:: Task ::
Retype the records below exactly as they appear.

Start of Block

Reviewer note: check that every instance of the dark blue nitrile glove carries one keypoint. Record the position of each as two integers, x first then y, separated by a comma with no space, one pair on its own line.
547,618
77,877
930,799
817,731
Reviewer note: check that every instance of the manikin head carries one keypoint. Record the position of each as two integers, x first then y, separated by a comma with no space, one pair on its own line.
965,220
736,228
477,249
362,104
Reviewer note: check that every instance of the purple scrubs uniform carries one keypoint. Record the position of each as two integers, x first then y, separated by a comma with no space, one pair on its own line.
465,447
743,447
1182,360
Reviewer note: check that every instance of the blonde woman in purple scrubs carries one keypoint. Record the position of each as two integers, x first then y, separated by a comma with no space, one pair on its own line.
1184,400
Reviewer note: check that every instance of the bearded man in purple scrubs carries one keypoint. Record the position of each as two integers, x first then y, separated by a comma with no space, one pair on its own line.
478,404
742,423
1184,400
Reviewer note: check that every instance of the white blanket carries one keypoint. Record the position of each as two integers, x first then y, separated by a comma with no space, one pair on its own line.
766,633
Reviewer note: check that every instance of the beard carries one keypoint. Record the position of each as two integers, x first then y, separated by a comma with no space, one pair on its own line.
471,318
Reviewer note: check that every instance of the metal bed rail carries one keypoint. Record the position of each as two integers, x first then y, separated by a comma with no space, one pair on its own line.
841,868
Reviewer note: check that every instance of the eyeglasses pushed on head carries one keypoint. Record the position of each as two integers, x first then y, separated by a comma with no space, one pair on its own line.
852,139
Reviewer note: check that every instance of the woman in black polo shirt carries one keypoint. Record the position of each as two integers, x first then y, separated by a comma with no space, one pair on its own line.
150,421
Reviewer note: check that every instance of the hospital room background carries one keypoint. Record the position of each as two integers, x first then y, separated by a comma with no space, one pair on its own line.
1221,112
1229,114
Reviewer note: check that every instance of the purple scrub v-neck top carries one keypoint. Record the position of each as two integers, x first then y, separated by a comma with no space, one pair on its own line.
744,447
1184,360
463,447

End of Block

:: Written solution ::
Reviewer note: check that every instance of the dark blue nitrile glove carries one keypoint. Record the position of each as two integers, x first then y, separated by a comma with no space, one pair on its own line.
547,618
77,877
930,799
817,731
Reviewer note: check that every instance of the manikin head carries one keypoint. Record the position of each as two integers, x first then y, separated by a comma with no space, one pair on its own line.
965,220
736,228
477,249
362,104
Reviewer note: check that every instance of the purple scrubs uniform carries one keypoint. Record the position of each as two integers, x first then y, separated by a comma with no space, one pair on its own line.
465,447
743,447
1182,360
Reviewer note: check that every instance of the blonde woman in purple scrubs carries one keypoint. Record the position of each as two integers, x first then y, separated by a comma with no space, one pair on its own line.
1184,400
Reviewer note: check that every instance of the bearded man in purple scrubs carries one keypoint. Record the position of each as two integers, x first then y, separated by a comma with no space, one pair on its own line.
478,404
742,423
1184,400
Reviewer note: check that every instance of the white blanket carries one keypoint. Record the position of each as two integers, x first then y, separated by a comma with no space, one pair on its own line.
766,633
Reviewer note: check that every instance of the beard carries one keypoint. Record the position of each as two integers, x first then y, separated by a comma with no space, one pair on its own line.
471,318
Reviewer note: check that every instance of the metal bed rail carries one keypoint. Record the position of each as two integers, x first then y, separated by a comma with no space, one pair on its own line.
841,868
Reviewer note: check that every instance of the eyeglasses pushed on head carries one keypoint. Record the position of each as two integers, x first then y, separated by a comma with no space, one pair on its own line.
852,139
Reviewer note: check that every instance of the woman in black polo shirt carries one keypoint. Record the position of each as two integers, x first then y, separated by a comma with no space, one pair on its own line.
150,421
Reviewer note: check that every instance of the hospital room background carries one keypoint. Record the position of each as two integers, x first then y, separated by a comma with no space, one pair on its own line.
1221,112
1229,114
Reviewer note: check that every instance of the purple scrub v-neck top carries one keypoint. Record the position of each as two integers, x first then y, separated by a comma with no space, one pair on its own line.
744,447
1184,360
463,447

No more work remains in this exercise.